▶ The problem: Collect each line of the entries that holds the string "blurred".

─── Dataset entries

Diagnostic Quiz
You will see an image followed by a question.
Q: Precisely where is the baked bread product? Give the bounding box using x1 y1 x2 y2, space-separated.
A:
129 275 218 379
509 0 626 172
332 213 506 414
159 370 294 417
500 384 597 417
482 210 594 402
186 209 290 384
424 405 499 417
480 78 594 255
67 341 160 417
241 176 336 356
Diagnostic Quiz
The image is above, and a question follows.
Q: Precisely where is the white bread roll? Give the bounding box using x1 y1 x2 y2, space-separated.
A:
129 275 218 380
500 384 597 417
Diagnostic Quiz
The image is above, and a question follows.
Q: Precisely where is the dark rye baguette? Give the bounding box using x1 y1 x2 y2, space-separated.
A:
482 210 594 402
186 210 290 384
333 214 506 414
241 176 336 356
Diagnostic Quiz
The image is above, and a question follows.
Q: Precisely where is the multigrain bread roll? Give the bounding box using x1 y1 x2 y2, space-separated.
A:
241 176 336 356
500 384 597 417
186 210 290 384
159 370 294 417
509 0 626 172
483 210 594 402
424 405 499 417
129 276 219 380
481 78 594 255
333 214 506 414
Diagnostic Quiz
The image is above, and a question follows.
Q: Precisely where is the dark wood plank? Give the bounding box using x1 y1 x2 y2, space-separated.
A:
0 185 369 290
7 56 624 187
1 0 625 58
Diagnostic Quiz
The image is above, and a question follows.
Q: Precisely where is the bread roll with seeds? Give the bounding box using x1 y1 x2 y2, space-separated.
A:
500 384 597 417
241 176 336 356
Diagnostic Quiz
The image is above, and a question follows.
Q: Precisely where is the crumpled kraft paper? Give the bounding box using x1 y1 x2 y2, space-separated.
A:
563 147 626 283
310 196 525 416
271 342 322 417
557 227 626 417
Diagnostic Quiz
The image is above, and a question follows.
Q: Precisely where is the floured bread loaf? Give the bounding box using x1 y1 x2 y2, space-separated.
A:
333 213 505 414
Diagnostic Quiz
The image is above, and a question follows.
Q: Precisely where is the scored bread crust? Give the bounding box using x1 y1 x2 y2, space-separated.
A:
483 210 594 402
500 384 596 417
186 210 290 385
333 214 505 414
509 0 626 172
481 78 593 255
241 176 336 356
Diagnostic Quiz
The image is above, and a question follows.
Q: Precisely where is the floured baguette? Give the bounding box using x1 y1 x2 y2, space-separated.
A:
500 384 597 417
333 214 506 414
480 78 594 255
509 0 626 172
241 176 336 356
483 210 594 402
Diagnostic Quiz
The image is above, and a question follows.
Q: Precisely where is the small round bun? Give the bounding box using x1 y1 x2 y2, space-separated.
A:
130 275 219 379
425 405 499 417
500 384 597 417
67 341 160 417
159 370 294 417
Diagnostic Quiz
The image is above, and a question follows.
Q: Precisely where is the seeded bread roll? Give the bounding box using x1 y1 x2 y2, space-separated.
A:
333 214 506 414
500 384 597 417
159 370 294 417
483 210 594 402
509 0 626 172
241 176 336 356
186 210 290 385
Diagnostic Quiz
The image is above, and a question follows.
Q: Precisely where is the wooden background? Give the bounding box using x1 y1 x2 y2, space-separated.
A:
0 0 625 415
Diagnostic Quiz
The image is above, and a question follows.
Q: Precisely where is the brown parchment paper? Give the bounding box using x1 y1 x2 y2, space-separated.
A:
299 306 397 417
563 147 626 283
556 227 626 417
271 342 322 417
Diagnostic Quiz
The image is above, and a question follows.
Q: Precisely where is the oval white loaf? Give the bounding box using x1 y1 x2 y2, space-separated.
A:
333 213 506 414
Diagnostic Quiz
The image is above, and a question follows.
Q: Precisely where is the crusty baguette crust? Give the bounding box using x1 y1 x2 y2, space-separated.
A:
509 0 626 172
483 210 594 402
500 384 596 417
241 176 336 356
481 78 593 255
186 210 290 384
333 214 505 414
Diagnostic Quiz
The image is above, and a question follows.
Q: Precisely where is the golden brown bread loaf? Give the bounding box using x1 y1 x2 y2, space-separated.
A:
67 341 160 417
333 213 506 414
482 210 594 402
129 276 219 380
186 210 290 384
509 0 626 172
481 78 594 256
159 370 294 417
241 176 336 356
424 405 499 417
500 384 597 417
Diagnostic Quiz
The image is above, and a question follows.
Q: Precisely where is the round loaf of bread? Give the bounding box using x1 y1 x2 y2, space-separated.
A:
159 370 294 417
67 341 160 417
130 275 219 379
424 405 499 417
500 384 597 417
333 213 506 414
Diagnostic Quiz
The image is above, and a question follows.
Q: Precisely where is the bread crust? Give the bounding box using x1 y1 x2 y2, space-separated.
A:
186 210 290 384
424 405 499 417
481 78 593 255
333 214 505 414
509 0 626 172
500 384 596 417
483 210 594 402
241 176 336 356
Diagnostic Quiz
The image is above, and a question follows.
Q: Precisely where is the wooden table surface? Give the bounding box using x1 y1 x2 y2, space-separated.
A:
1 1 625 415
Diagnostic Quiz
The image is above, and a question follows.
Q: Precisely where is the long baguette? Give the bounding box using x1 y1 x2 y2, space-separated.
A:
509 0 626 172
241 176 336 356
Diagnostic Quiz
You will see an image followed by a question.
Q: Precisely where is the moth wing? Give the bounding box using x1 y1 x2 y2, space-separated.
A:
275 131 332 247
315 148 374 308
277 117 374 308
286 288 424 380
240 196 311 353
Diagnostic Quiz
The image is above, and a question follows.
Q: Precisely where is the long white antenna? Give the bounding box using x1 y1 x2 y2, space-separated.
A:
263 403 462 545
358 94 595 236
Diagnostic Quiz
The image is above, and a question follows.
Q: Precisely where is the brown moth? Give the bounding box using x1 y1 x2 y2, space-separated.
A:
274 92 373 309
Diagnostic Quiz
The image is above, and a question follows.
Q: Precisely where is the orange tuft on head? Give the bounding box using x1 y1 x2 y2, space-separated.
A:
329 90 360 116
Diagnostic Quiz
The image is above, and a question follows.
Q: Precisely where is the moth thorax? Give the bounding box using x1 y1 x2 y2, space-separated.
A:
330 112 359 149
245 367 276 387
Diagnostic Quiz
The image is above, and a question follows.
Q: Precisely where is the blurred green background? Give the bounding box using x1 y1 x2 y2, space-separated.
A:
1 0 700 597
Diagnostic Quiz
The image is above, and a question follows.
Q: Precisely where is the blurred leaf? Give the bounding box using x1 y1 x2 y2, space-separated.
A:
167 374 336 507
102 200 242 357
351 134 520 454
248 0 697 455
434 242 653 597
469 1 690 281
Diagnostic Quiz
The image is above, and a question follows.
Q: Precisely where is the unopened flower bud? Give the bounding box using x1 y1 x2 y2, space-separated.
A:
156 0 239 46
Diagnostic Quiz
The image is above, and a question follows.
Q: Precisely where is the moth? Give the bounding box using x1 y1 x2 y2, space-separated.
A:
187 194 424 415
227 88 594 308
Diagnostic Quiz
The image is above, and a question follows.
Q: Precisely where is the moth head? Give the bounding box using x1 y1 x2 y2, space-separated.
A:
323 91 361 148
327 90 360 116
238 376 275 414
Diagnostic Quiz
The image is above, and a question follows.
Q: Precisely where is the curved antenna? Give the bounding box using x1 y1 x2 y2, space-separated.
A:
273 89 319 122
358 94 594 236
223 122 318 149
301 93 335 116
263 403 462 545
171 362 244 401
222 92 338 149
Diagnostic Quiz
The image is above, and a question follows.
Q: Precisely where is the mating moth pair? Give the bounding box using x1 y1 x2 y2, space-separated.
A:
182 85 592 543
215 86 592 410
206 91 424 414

──────

▶ Response below:
Q: Precisely where is the blurred green background? Give the bounding box using x1 y1 x2 y2, space-separated.
Q: Precisely where is the blurred leaf? Give the bounding box using x1 y1 x2 y2, space-separated.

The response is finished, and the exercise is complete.